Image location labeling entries
◇ ◇ ◇

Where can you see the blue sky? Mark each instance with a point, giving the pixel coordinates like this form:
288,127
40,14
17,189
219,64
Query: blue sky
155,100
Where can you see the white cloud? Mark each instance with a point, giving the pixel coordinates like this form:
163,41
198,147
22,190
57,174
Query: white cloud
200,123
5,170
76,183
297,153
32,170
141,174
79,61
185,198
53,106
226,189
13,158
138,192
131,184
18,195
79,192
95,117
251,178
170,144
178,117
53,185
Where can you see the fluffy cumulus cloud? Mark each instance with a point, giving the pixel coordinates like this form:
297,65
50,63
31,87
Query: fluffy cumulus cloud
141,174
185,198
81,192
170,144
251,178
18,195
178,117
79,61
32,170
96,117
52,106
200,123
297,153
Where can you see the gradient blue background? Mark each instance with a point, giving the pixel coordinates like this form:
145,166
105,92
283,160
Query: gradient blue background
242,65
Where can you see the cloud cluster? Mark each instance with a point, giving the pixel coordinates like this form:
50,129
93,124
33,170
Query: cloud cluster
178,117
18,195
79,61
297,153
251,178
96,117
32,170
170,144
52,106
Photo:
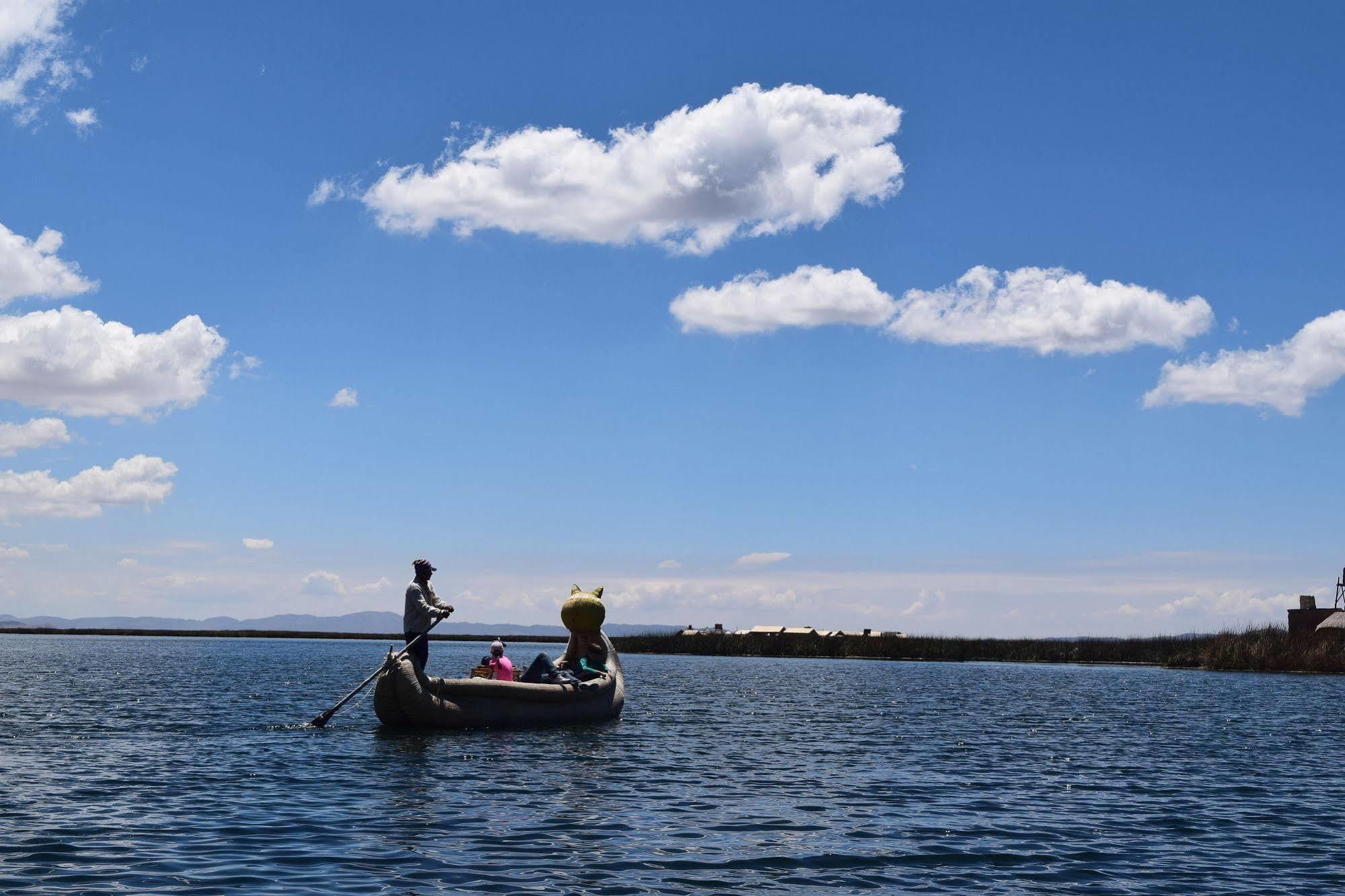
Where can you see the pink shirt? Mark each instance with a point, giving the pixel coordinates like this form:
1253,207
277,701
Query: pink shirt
502,669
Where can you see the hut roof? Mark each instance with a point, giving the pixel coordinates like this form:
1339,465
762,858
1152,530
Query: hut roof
1335,621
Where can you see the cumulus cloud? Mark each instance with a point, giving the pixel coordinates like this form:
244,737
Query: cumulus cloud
31,268
322,583
328,190
131,481
1048,310
83,120
1280,377
244,367
760,559
344,399
751,163
35,434
811,297
36,63
1238,603
70,361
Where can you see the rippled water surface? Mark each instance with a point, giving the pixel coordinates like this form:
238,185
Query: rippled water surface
178,765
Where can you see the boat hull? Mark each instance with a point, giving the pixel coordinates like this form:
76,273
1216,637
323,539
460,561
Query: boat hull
404,698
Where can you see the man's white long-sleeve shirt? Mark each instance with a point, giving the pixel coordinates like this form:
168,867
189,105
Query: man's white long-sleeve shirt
423,607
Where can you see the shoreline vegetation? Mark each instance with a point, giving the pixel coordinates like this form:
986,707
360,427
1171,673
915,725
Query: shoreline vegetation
1265,649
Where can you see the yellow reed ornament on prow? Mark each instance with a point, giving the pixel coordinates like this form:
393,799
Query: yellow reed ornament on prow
584,611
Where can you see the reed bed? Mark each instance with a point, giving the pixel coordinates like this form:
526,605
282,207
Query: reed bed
1270,649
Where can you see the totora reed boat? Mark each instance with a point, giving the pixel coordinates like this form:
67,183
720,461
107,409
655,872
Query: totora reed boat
405,698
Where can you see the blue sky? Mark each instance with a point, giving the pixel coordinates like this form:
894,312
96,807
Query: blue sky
532,414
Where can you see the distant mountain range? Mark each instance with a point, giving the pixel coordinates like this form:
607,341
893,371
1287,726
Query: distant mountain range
369,622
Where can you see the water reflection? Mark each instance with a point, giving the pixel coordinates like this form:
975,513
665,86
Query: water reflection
741,774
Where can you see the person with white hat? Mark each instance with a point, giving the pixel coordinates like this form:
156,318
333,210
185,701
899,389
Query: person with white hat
423,609
502,668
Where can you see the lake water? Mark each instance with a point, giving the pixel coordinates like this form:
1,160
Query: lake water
179,765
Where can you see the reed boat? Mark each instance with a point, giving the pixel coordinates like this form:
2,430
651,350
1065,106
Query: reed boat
405,698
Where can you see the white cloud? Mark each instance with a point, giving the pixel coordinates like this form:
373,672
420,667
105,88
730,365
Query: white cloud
70,361
31,268
1239,603
747,165
322,583
811,297
328,190
35,60
760,559
1281,377
1048,310
83,120
131,481
929,605
35,434
244,367
344,399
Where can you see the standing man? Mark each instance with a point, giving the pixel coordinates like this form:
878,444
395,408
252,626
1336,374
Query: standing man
423,607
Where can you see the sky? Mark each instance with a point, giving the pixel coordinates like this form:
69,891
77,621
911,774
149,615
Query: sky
985,320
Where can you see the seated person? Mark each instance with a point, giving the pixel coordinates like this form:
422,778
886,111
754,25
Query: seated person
545,672
589,667
502,669
592,664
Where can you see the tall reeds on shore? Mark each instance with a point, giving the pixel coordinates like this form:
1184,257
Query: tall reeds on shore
1270,649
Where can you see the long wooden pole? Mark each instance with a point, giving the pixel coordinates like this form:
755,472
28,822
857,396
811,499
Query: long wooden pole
319,722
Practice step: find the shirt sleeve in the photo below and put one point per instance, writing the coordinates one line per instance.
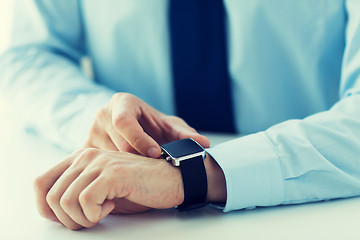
(40, 72)
(298, 161)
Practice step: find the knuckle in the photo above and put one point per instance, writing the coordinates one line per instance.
(122, 120)
(74, 227)
(39, 182)
(122, 96)
(88, 154)
(100, 113)
(94, 131)
(84, 198)
(126, 147)
(66, 203)
(51, 198)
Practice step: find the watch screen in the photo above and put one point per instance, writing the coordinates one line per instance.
(182, 148)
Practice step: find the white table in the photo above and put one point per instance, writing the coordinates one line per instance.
(23, 157)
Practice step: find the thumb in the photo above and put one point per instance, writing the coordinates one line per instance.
(188, 132)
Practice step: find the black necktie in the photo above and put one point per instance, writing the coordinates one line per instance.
(199, 64)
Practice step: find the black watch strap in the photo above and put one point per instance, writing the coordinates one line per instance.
(195, 183)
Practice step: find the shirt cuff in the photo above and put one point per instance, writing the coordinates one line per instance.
(252, 172)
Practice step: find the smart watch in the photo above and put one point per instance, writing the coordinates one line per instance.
(189, 156)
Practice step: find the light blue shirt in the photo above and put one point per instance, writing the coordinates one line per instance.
(294, 66)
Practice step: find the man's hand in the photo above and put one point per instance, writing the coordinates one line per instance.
(128, 124)
(83, 189)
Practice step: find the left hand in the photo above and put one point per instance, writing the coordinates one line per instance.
(82, 189)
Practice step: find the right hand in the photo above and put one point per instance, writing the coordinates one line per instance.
(128, 124)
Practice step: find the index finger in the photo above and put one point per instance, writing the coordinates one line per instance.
(126, 121)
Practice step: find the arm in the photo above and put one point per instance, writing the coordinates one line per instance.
(41, 76)
(82, 189)
(299, 161)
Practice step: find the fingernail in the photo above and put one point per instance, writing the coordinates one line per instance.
(153, 152)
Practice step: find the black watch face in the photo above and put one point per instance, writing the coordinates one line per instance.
(182, 148)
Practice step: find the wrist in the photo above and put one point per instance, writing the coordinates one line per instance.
(216, 181)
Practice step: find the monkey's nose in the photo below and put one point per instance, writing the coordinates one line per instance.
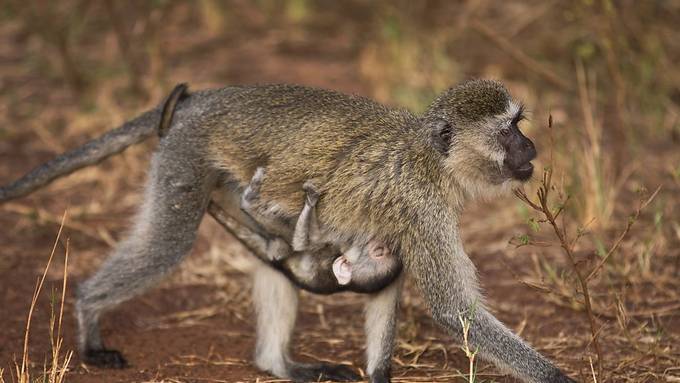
(530, 149)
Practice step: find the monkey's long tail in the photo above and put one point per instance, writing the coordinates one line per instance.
(93, 152)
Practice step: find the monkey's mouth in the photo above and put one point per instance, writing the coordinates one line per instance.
(523, 172)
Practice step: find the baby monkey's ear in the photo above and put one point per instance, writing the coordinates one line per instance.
(441, 133)
(342, 269)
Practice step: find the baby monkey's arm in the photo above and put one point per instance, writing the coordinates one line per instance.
(307, 234)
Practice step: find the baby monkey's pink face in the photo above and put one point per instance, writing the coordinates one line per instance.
(366, 265)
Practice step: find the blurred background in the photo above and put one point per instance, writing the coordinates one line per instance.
(605, 71)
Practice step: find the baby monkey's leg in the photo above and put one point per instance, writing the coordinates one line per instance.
(261, 212)
(307, 234)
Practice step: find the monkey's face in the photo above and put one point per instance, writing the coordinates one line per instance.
(516, 149)
(475, 126)
(491, 156)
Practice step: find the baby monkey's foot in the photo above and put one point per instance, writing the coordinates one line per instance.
(277, 249)
(312, 193)
(252, 192)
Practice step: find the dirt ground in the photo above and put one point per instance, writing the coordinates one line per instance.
(198, 325)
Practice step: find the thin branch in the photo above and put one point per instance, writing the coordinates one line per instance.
(625, 231)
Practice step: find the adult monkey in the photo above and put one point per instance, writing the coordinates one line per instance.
(387, 174)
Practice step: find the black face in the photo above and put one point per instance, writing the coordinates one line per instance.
(519, 152)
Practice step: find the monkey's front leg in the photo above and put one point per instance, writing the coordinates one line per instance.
(275, 299)
(381, 325)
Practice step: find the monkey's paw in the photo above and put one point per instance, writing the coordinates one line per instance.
(323, 371)
(105, 359)
(278, 249)
(312, 193)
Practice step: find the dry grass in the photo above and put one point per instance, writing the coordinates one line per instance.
(56, 370)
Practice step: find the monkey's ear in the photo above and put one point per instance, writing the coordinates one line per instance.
(441, 134)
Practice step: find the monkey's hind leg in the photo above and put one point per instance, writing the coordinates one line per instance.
(162, 234)
(275, 299)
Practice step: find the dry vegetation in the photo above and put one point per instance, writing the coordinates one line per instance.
(597, 289)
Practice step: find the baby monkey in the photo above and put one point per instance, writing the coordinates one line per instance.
(311, 261)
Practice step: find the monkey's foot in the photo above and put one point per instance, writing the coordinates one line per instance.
(319, 372)
(105, 359)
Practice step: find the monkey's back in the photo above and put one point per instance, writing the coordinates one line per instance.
(353, 148)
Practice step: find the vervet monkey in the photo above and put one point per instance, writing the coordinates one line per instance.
(388, 175)
(310, 260)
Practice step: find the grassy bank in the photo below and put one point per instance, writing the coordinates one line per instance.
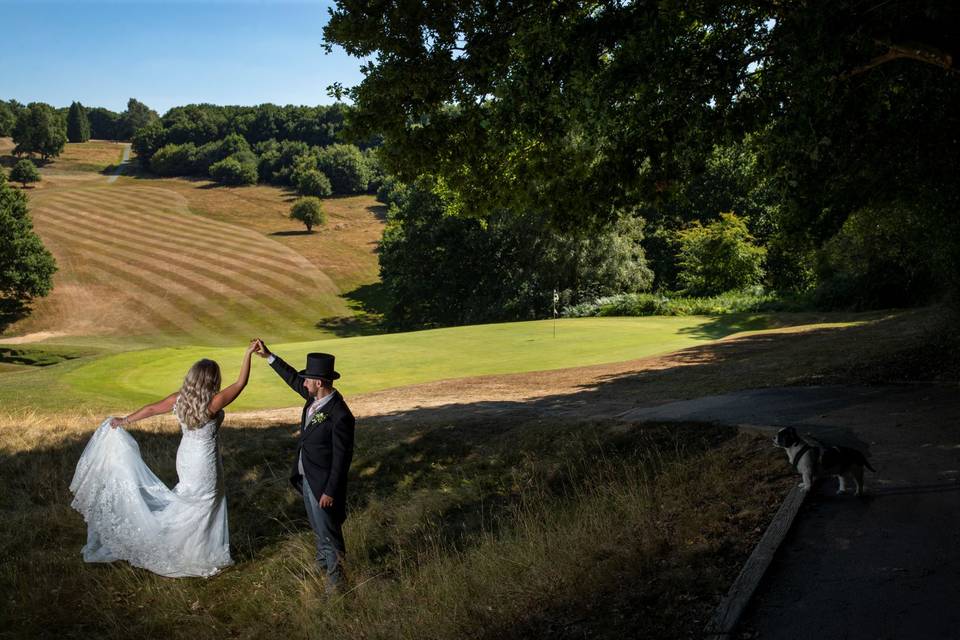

◇ ◇ ◇

▶ _WORK TO DO_:
Arrange as a numbered list the lines of the records above, starting with the line that contains "Practice step: find the monkey's back" and going on through the end of the records, with blank lines omitted. Leave the pictures out of the answer.

▶ _ANSWER TO THIS TASK_:
1. Practice step: find the monkey's back in the photo above and put one point per instance, writing the coordinates one line per instance.
2. (353, 148)
3. Practice step: find the vervet monkey in the photo above and put one point per instance, writing the coordinates one line per instance.
4. (388, 175)
5. (310, 260)
6. Practice step: find the grassy bank in the photo below and put one point per instance, writing the coordinates one line per instance.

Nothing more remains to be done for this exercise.